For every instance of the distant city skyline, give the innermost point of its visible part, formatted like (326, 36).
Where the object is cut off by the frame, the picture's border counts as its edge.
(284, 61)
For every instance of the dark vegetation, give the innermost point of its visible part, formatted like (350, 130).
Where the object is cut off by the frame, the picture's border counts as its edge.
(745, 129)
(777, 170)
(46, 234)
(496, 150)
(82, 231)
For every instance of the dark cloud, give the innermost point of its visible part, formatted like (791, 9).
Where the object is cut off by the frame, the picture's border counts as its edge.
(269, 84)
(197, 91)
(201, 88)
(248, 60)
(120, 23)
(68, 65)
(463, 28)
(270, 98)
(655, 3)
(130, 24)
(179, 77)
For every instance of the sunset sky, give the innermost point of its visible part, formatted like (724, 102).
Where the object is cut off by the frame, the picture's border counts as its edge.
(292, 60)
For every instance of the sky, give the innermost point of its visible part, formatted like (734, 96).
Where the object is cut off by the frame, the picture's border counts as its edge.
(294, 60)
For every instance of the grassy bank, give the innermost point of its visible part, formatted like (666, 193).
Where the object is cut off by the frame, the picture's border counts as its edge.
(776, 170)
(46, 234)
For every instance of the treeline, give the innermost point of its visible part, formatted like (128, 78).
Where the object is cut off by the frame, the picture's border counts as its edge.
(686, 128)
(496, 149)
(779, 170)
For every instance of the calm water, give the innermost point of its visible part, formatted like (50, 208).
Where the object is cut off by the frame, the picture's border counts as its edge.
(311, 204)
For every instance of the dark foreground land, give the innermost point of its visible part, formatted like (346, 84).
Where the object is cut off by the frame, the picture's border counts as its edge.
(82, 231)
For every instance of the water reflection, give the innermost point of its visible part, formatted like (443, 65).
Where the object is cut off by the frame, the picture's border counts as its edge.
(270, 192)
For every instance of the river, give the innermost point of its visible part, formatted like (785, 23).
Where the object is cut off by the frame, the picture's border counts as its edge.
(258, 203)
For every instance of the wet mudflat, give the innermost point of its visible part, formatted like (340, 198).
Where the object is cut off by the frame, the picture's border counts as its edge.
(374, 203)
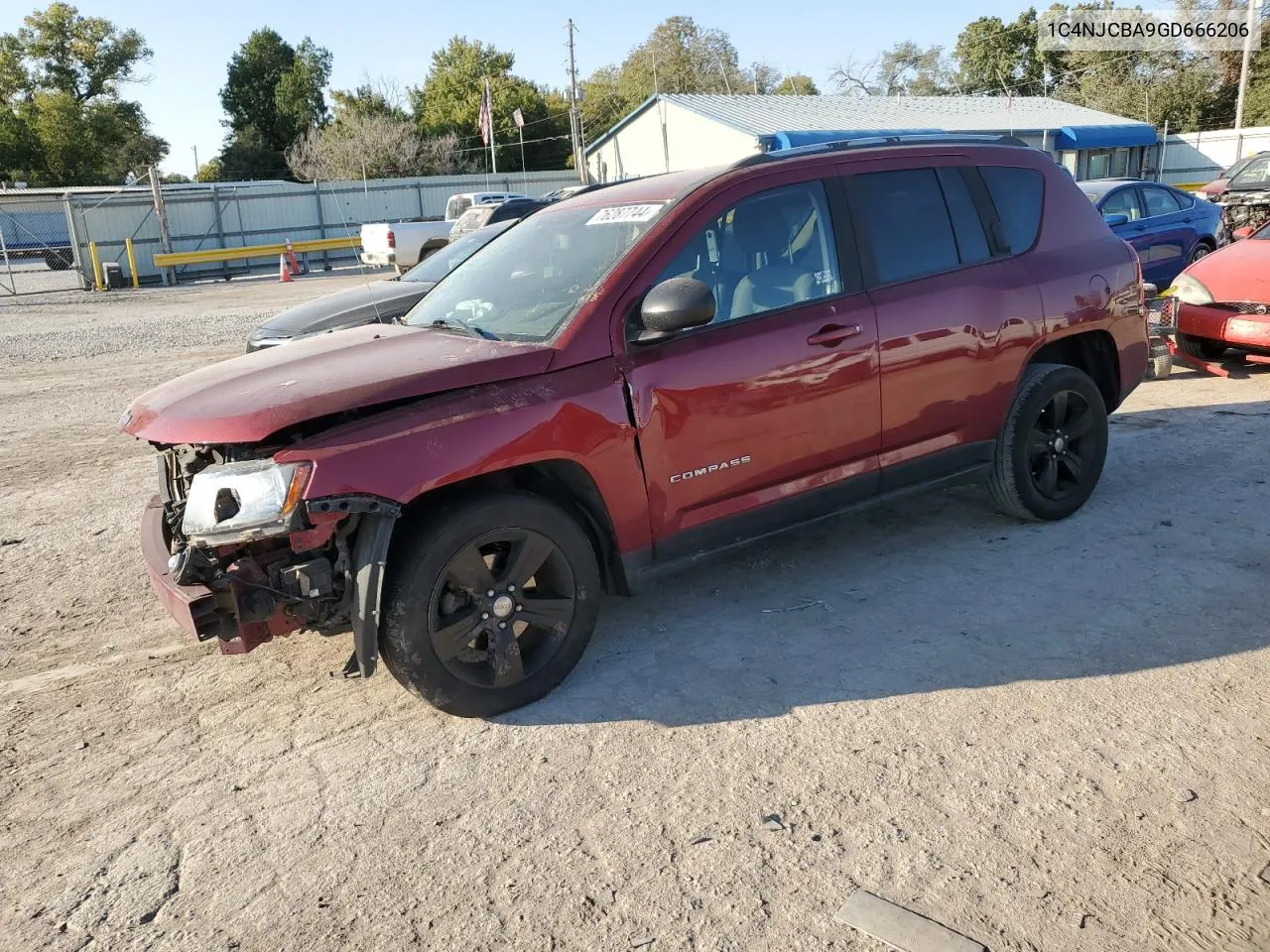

================

Copy every line of the material above that contains the string "dark". Treat the match as case-sensitive.

For every instance of the dark vegetation, give the innermost point of its visible part, formatted like (350, 130).
For every instance of the dark cloud, give the innermost point of its visible part, formatted like (791, 9).
For every instance of the dark foreground land, give the innermost point of its visible part, formatted like (346, 84).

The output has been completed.